— Start Source text —
Mary Elwyn Patchett (2 December 1897 – 1989) was an Australian writer of children's literature, beautician and dietitian. She was considered to be a pioneer of children's science fiction and the most widely-read Australian children's author of the time. Patchett spent most of her life in England where both her beauty salon and authorial careers began.

Biography

Early life in Australia 
Patchett was born on 2 December 1897 in Sydney. She grew up on a cattle station near Texas, Queensland. She married Alan Barrington Hill in 1921 and moved to Warren, New South Wales where she experienced more rural life. Patchett left the bush in 1925 and worked as a journalist for five years for the Sun newspaper group. Whilst in Australia, Patchett studied diet, anatomy and massage under Elizabeth McMillan-Davidson. She also worked in a Sir Truby King mothercraft centre.

Beauty salons in London 

Patchett left for London in 1931, originally only planning to stay there for six months. Patchett began her career in London by freelance writing until she could no longer do outdoor newspaper work due to an illness. Patchett was offered a job in a beauty parlour where she was shown a special technique based on muscular manipulation. By this point she was remarried to her husband Stanser Patchett from Melbourne. Once her husband became ill, Patchett travel to sanatoriums around Europe for treatment. On these travels Patchett learnt more about muscle manipulation treatments. She studied in Paris where she gained an orthodox diploma and enrolled on diploma course at the Helen Pessel school in Vienna 1935.

Back in London, Patchett opened a beauty parlour in Clarges Street, Mayfair then moved to Clifford Street in 1936. Among other high-profile patrons she became in charge of beauty treatments for Lady Titchbourne. Patchett designed a diet chart and provided a combination of muscular treatment with practical advice on diet and exercise. She also published articles on beauty tips.

Patchett fought for a common standard for beauty specialists, concerned about people providing temporary improvements which could do permanent harm. This led to her opening a school of beauty culture with four students at a time. She became known as one of the leading beauty specialists and dietitians in London.

World War II 
During World War II Patchett worked as a wartime censor. She was stationed in Gibraltar where she was tasked with introducing Press censorship. Later, Patchett became the head of Press censorship in Bermuda where her husband died in 1939. Patchett stated she did not enjoy the job but it kept her alive "for many years." She worked in Bermuda until a foot injury forced her to retire from the job, then worked in censorship in Trinidad.
— End Source text —
— Start Dataset section —
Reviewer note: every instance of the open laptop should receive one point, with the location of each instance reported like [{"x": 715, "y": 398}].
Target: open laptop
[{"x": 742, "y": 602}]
— End Dataset section —
§ **Written request 1**:
In the biography of Mary Elwyn Patchett, which places did she do censorship work during World War II? List all of them.
§ **Written request 2**:
Carry on the biography of Mary Elwyn Patchett from its last sentence.

§ **Exercise answer 1**:
Gibraltar, Bermuda, Trinidad

§ **Exercise answer 2**:
Career as author 
During her time working in beauty salons in London, Patchett also wrote short stories on the side. After the War she travelled back to England via Canada.

Patchett started writing books because she needed money, and around 1949–1950 she decided to commit to children's writing full-time. Her first book, Ajax the Warrior (based on Patchett's dog, also called Ajax) was published in 1953 and was originally broadcast in 1952 for BBC Children's Hour. It inspired a long series of adventure stories from Patchett with animal characters and bush settings. In 1953, 500 copies of Ajax the Warrior were sold for use in Australian schools alone and a copy of the book was ordered for Buckingham Palace.

In 1954, copy of The Sunburnt Country, a profile of Australia written by Australian writers in England, was given to The Queen and The Duke of Edinburgh as a helpful guide for their tour of the country. Patchett wrote the chapter As Nature Left It, describing homestead life including depictions of platypuses and kookaburras.

Many of Patchett's early books were science fiction and were written under the pseudonym M. E. Patchett. Patchett claimed she used this gender non-specific pseudonym "because boys don't like books written by women." She was keen to research the subject of her books, which led her to join British Interplanetary Society stating "I was determined not to write fool stuff in this field, so I decided to learn all I could about outer space and go on from there." At the time she was only one of three women to have been admitted to the Society.

Patchett was passionate about animals and worked this into her writing, stating that she "gets animals the way other people get jaundice". She wrote about her experience with mice and snake plagues whilst living in Warren, which inspired her novel Call of the Heart. Whilst working in Trinidad, she kept a centipede and rescued an anteater. She looked after it for a while before handing it over to a zoo. In England, she became an expert on falconry.

Bibliography

Collections 
 BBC Children's Hour Annual
 Look and Learn
 Chucklers Annual
 A Bumper Book of Girls' Stories

Awards 
Wild Brother was named book of the month by John O'London's. It was also Highly Commended CBCA Book of the Year in 1955.

References

External links 
Mary Elwyn Patchett bibliography via austlit.edu.au
Mary Patchett interviewed by Hazel de Berg, National Library of Australia (sound archive)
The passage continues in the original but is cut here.